After locating the line that contains "at the reflection", restate it and each later line word for word through the end of the records.
/---
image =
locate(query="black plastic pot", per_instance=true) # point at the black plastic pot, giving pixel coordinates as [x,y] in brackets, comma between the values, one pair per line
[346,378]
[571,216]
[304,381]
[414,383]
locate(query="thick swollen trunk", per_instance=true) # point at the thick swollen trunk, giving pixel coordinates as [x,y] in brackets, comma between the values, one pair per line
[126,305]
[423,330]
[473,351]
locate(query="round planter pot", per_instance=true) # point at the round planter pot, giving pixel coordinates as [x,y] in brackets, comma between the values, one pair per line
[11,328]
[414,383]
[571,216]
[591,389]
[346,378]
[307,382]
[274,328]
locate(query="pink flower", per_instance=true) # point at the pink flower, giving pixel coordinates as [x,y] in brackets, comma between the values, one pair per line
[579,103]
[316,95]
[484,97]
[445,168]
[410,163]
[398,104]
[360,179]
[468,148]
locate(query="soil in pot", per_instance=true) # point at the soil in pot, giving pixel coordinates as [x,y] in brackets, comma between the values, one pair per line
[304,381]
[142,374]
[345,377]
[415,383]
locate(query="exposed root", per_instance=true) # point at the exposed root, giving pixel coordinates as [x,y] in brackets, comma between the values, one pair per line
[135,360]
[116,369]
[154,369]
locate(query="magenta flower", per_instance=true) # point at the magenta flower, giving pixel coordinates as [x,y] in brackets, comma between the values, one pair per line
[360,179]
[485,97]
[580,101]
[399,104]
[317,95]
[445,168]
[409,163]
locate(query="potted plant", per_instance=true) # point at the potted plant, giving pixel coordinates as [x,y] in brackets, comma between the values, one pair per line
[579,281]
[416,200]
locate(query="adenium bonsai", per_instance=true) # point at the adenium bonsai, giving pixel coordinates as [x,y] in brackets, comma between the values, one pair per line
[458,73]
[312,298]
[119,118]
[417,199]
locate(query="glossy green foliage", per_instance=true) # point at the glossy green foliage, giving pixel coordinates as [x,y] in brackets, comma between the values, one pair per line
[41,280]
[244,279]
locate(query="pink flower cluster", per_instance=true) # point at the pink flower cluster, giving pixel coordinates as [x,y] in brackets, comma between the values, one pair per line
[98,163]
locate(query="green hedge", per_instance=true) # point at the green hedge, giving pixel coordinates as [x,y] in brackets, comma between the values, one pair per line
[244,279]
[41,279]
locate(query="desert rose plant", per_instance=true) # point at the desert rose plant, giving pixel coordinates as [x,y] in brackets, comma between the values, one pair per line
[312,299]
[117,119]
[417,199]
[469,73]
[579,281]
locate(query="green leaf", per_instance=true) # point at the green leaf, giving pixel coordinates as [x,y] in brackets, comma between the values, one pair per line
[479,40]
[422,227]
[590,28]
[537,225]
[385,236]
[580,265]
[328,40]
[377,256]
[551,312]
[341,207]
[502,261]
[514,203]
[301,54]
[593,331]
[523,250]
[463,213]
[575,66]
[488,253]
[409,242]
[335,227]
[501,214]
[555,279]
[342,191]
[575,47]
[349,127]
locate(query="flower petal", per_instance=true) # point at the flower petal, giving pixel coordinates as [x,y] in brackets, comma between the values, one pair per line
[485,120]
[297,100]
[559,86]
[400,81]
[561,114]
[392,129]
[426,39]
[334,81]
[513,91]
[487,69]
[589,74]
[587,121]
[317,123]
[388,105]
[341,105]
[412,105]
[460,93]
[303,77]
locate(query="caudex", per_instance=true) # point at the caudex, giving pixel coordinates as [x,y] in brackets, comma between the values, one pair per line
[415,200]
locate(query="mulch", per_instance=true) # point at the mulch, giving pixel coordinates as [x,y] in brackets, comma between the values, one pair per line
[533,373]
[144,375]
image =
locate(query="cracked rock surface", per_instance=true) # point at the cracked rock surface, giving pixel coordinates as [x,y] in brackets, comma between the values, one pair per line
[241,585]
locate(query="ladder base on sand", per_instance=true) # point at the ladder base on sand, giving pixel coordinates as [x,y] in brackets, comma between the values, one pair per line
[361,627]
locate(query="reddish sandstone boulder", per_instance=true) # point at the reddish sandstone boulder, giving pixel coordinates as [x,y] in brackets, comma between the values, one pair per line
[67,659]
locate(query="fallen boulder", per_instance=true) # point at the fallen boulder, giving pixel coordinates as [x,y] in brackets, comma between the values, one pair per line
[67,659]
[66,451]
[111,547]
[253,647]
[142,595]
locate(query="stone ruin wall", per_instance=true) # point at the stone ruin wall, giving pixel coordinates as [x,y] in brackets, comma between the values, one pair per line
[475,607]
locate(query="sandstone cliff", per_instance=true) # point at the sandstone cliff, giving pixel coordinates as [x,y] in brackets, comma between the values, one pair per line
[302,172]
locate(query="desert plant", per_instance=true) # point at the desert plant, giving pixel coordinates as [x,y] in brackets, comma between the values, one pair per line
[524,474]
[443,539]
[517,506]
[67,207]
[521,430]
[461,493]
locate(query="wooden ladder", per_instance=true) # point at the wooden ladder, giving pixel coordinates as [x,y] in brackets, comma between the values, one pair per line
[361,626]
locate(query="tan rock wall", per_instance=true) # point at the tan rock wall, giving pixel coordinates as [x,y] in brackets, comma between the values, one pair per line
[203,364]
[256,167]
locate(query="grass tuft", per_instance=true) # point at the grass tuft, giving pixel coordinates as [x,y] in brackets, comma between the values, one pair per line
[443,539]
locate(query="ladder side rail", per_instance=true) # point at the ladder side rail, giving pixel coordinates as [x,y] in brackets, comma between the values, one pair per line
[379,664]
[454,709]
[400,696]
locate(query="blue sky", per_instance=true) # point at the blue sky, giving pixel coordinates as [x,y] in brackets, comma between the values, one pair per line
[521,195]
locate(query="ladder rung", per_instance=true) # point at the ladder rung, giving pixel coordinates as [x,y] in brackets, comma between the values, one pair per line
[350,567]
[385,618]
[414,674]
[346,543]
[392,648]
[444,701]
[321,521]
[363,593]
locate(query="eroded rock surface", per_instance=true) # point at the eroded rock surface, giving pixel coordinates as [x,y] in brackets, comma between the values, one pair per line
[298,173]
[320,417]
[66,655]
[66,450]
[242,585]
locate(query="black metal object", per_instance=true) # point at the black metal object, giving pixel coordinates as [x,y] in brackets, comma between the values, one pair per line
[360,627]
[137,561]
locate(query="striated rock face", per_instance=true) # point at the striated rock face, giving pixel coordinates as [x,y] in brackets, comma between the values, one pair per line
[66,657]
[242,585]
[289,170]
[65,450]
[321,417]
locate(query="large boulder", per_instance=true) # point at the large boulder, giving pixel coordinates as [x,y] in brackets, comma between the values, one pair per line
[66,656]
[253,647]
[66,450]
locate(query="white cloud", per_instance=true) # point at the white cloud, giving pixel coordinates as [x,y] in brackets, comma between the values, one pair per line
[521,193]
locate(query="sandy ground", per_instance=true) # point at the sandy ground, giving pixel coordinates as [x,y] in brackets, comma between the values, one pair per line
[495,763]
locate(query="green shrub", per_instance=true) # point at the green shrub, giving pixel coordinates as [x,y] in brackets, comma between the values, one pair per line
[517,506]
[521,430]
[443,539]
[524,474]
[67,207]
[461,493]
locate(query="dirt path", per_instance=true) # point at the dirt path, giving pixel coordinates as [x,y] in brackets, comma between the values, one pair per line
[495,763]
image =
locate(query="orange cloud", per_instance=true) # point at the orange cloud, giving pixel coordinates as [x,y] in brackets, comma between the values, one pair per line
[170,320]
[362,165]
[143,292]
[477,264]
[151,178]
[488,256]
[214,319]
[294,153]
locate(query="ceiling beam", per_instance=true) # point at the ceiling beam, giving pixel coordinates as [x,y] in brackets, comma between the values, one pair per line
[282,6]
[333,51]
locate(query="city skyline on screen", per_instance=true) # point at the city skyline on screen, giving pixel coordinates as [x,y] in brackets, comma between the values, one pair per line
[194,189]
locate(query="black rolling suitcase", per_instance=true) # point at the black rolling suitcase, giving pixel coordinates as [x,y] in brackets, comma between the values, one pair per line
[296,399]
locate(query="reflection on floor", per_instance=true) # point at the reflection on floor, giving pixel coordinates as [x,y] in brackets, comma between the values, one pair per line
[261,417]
\---
Result of the exercise
locate(query="reflection on floor", per_instance=true) # point at the reflection on floor, giving pixel coordinates as [x,y] in brackets, comma between the values, one pair per line
[261,417]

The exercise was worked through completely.